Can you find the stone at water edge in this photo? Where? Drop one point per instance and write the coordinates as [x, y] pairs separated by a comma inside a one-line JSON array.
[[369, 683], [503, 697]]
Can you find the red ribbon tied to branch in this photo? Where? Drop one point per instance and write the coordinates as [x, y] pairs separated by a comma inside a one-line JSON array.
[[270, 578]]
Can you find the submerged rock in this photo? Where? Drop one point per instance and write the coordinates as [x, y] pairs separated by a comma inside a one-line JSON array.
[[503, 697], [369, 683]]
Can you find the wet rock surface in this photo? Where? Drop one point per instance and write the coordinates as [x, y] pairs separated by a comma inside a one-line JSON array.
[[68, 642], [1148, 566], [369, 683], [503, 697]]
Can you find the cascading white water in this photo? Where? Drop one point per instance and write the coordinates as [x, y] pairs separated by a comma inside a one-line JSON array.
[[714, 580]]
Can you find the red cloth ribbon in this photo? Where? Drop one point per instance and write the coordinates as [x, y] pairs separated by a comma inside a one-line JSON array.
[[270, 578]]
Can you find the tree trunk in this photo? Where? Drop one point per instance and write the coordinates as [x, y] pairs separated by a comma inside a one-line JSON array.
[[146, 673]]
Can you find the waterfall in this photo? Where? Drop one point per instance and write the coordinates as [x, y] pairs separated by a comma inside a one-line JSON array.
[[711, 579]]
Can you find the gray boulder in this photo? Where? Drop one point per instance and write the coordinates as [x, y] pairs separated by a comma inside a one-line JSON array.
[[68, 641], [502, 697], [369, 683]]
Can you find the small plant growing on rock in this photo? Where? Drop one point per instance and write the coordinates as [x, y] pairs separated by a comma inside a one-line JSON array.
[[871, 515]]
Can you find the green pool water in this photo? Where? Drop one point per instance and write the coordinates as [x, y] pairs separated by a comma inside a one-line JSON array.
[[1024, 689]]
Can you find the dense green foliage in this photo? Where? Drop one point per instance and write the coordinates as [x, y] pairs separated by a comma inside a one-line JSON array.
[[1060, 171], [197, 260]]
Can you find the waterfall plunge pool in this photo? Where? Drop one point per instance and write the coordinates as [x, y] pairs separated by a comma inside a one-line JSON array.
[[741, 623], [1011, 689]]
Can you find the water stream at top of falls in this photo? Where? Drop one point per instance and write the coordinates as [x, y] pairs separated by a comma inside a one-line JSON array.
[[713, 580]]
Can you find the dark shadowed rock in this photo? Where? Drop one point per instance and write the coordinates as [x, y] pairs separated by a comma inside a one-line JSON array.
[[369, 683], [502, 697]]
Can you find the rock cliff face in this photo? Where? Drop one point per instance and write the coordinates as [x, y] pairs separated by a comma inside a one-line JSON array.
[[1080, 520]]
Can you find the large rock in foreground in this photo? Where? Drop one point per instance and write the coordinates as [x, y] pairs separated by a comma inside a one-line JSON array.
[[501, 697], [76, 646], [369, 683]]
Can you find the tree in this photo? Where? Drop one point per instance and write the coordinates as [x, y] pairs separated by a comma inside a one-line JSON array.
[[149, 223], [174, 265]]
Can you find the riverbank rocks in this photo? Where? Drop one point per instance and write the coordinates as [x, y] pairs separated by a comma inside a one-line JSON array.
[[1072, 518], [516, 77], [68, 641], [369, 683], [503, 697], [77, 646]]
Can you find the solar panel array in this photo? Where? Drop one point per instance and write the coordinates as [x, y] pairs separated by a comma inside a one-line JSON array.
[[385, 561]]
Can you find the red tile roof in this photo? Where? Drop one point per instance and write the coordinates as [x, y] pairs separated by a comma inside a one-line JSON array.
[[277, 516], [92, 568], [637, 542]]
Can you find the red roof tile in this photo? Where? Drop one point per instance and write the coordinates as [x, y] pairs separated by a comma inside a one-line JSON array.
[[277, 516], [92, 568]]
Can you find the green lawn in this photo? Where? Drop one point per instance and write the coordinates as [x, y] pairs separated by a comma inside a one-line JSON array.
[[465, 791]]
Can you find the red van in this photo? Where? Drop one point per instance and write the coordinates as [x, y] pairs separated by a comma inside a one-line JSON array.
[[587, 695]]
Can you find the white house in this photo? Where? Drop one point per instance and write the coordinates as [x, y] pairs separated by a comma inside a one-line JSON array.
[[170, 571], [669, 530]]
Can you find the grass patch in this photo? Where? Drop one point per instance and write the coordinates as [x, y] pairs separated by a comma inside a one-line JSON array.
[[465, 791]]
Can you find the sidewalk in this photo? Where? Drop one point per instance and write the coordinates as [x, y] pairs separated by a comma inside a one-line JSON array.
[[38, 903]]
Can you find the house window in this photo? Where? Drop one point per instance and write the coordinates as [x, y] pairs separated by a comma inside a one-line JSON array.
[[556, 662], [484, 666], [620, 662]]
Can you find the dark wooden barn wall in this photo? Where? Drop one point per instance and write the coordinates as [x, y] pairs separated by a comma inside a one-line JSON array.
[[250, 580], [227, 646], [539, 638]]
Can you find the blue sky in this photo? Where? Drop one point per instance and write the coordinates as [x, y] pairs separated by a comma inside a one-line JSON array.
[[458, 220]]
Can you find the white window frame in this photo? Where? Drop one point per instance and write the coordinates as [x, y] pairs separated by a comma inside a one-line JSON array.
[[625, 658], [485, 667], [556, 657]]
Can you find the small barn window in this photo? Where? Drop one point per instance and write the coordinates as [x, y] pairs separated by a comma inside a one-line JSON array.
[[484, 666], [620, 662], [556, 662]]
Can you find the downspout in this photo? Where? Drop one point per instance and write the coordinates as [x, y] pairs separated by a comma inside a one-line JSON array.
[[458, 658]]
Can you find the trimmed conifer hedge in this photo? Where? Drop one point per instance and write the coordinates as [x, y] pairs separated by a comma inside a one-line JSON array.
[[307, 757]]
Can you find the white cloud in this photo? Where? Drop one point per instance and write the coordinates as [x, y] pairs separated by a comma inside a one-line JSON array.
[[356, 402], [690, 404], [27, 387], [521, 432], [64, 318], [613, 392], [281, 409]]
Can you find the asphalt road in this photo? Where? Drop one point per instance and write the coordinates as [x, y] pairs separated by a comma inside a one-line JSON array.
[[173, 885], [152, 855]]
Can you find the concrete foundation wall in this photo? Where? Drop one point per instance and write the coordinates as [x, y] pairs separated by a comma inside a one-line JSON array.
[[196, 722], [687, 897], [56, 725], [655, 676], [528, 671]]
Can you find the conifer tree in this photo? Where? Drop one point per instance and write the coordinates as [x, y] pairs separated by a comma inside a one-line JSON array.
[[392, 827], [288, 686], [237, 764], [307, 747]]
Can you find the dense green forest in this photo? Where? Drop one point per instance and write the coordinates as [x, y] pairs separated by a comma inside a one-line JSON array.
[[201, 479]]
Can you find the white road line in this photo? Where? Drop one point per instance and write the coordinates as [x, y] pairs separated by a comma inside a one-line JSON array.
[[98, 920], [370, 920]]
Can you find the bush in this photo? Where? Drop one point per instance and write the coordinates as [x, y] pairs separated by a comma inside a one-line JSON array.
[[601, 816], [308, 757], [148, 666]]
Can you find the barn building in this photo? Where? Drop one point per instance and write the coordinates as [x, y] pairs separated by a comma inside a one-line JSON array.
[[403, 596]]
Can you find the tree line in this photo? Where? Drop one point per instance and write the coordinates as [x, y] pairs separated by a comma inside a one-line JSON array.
******
Direction:
Rewrite the rows from the line containing "Can you find the green lawn" through the line containing "[[170, 571], [669, 530]]", both ends included, keeping each request and multiplying every coordinate in the answers by 2.5, rounded to whole numbers with halves going up. Return only those lines, with the requests unchanged.

Result of the exercise:
Can you find the green lawn in this photo? Where? Drop one point per instance and write the coordinates as [x, y] pairs separated by a comma inside a one-line JSON array.
[[1163, 1978]]
Can you find the red van in this photo? Where? Drop one point per instance and write the coordinates as [x, y] pairs separated by a comma inside a one-line JSON array.
[[1468, 1738]]
Can you find the white house in this photo? Where? Drop one point per instance and write the coordinates as [x, y] pairs separated by a comma inside a one-line JSON array.
[[425, 1428], [1673, 1325]]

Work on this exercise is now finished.